Page:

━━━━━━━━━━━━━━━━━━━━

## Classification using different prompts
Test different propmts to classify stress or no stress using messages from Dreaddit: A Reddit Dataset for Stress Analysis in Social Media. See: https://aclanthology.org/D19-6213.

Commonly updated parameters are in the Parameter block below.

**test_count:** The number of messages to use in generating prompts.

**model_name** The model ID downloaded from Hugging Face.

**access_token** The Hugging Face access token.

**prompt_function:** Choose your prompt from different prompt functions.

**rows_per_set** The number of messages to score in each prompt. The prompt can score multiple messages to reduce resources/time.  Note Dreaddit messages can be large and the resulting prompt can have too much context.  Model accuracy for 1 message per prompt is typically better than 5 messages per prompt but slower.

━━━━━━━━━━━━━━━━━━━━

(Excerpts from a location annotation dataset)
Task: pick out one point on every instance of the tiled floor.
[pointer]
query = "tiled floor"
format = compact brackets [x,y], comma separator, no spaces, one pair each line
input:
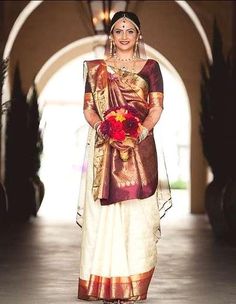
[39,263]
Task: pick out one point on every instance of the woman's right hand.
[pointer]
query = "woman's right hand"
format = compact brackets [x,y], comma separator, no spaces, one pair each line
[143,134]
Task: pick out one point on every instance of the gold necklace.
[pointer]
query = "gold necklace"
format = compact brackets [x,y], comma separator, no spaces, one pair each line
[124,69]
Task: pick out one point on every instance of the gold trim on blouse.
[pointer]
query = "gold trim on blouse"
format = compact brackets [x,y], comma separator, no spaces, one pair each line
[156,99]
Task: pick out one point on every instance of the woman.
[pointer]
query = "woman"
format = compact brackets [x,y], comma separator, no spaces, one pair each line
[119,195]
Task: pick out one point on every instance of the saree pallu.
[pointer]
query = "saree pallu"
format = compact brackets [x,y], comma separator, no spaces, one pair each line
[118,247]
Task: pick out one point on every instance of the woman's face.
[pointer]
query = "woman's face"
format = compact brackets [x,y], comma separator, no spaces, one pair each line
[124,35]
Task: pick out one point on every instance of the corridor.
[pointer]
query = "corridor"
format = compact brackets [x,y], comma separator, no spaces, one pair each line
[39,262]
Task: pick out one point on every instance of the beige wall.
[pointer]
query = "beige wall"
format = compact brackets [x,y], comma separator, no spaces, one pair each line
[165,26]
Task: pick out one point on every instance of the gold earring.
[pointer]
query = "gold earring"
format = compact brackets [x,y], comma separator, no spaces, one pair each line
[136,48]
[111,47]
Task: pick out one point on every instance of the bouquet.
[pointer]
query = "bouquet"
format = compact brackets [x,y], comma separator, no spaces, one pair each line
[121,125]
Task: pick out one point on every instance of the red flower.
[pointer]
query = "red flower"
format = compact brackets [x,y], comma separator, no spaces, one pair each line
[120,122]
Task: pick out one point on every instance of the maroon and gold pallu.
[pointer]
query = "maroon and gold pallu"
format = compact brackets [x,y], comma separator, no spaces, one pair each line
[121,220]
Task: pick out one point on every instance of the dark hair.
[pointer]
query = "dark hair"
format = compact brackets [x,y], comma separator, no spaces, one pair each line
[121,14]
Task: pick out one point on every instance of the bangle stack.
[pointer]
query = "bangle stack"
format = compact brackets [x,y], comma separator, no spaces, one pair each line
[95,126]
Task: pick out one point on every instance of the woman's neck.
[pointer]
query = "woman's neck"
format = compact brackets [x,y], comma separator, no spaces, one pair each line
[124,55]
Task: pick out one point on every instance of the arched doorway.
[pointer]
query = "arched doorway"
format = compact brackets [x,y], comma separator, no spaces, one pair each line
[65,129]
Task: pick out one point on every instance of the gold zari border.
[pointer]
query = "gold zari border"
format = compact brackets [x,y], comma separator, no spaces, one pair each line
[88,101]
[133,287]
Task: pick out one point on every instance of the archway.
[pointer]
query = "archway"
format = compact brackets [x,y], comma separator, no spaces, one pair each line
[75,53]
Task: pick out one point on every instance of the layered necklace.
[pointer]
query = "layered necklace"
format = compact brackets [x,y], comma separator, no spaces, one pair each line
[123,61]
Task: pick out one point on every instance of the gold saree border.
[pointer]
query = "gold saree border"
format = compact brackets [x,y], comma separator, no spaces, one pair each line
[132,287]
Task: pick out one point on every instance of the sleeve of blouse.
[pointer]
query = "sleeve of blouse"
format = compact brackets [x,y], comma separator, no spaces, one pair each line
[89,107]
[155,97]
[156,87]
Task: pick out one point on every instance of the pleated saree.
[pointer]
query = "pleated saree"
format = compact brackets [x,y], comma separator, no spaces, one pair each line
[120,203]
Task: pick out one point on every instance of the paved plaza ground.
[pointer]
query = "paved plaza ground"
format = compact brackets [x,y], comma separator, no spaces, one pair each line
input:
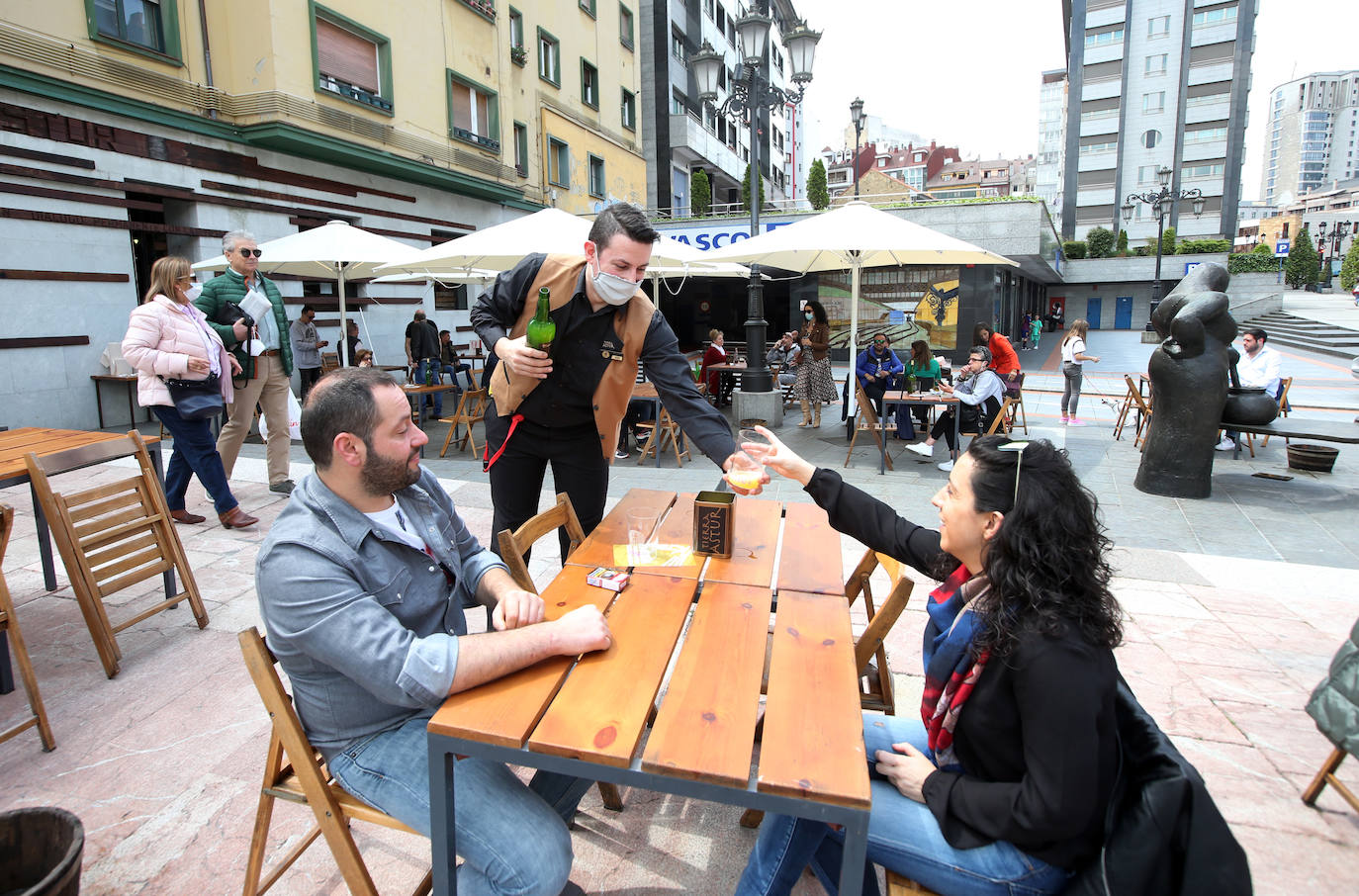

━━━━━━━━━━━━━━━━━━━━

Required actions:
1: Translate this sentence from the prompt classification page into Spanish: "The prompt can score multiple messages to reduce resources/time."
2: Decide whether each statement agrees with the prompt classification page. Answer yes or no and quote the words of the page that decide it. (a) The model is downloaded from Hugging Face. (b) Scoring five messages per prompt is typically more accurate than scoring one. (c) The test_count parameter sets how many messages are used in generating prompts.
3: Carry the prompt classification page forward from its last sentence.
The material is not needed for any of this work.

Answers provided:
1: El prompt puede puntuar varios mensajes para reducir recursos/tiempo.

2:
(a) Yes: "The model ID downloaded from Hugging Face."
(b) No: "Model accuracy for 1 message per prompt is typically better than 5 messages per prompt but slower."
(c) Yes: "The number of messages to use in generating prompts."

3:
#### Parameters

In [None]:
test_count = 400
model_name  = "microsoft/Phi-3-medium-4K-instruct"
access_token = ''
#prompt_function = 'create_dreaddit_prompt'
prompt_function = 'create_examples_prompt'
rows_per_set = 2

In [None]:
# Use PyTorch 2.0 Kernel on Vertex AI

# flash attention support
#!pip install flash-attn --no-build-isolation

!pip install pandas
!pip install tqdm
!pip install transformers
!pip install -U bitsandbytes
!pip install accelerate


In [None]:
from transformers import AutoModelForCausalLM, AutoTokenizer, pipeline, set_seed
import accelerate
#import bitsandbytes
import sys
from importlib import reload

import pandas as pd
import tqdm

### Login to Huggingface

In [None]:
### the safer way
#from huggingface_hub import notebook_login
#notebook_login()

### alternative: https://huggingface.co/settings/tokens
from huggingface_hub import login
login(access_token)

### Prompt generation functions
Example prompts for testing

#### Dreaddit Prompt
Zero shot prompt based on stress definition used to label the Dreaddit dataset.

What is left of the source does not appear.